# EXERCISE
Return, word for word, the line that contains "shirt for player-tracking calibration." and every line after it through the end of the records.
»»
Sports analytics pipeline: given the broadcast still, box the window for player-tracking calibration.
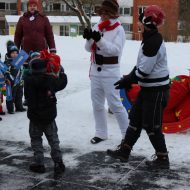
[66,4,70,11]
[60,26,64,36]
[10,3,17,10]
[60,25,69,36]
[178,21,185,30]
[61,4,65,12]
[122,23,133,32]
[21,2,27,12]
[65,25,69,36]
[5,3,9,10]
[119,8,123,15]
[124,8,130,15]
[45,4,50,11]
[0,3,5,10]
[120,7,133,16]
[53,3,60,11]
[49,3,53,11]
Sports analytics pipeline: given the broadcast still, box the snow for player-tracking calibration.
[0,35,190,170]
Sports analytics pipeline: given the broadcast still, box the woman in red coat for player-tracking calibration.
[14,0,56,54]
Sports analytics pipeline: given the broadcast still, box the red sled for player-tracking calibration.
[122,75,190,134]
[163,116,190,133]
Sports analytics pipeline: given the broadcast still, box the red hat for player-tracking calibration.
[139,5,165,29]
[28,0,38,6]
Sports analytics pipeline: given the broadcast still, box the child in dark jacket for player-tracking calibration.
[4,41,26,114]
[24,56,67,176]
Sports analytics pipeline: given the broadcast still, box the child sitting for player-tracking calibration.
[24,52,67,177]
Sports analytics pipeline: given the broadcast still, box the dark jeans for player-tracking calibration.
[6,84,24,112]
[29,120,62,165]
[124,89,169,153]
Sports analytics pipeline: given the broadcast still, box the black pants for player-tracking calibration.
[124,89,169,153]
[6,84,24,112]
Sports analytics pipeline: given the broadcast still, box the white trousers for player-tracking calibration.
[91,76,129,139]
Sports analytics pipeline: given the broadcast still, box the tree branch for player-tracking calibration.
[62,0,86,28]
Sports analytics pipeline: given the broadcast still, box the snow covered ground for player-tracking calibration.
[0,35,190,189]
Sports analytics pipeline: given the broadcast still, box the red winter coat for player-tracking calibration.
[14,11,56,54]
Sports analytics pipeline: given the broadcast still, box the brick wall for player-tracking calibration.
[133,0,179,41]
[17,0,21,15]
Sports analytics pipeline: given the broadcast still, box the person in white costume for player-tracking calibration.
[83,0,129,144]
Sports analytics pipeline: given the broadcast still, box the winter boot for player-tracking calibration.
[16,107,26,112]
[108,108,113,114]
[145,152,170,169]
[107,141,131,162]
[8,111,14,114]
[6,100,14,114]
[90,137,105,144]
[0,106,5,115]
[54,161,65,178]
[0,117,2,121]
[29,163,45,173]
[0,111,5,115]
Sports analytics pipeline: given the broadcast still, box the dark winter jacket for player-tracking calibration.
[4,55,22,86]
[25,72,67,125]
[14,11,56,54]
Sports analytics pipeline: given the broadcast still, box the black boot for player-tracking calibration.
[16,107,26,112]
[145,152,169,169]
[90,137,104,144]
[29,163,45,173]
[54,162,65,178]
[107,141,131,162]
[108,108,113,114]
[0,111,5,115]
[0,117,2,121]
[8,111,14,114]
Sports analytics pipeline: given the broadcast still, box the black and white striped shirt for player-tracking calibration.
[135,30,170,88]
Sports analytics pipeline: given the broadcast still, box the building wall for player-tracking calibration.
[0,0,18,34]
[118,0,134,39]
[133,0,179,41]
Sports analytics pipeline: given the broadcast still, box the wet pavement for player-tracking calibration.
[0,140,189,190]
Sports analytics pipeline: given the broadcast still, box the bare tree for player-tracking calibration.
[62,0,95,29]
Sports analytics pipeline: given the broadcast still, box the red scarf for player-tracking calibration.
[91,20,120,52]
««
# ANSWER TO THE PROBLEM
Sports analytics pipeline: given the broadcast still, box the black and white striped shirt for player-tracking calibration.
[135,30,170,88]
Sports analytics pipeline: given the broadcast still, box the building wall for player-tracking calibration.
[0,0,18,34]
[118,0,134,39]
[133,0,179,41]
Sports analytics pipeline: given the broadcast still, box the wet pavement for player-tracking calibration.
[0,140,189,190]
Sports analytics pipeline: given the broadcast still, box the bare tree for player-tracking calibration.
[62,0,95,29]
Sports analytics pipeline: given the broadcast still, box the red scarf for player-tracking calibration.
[91,20,120,52]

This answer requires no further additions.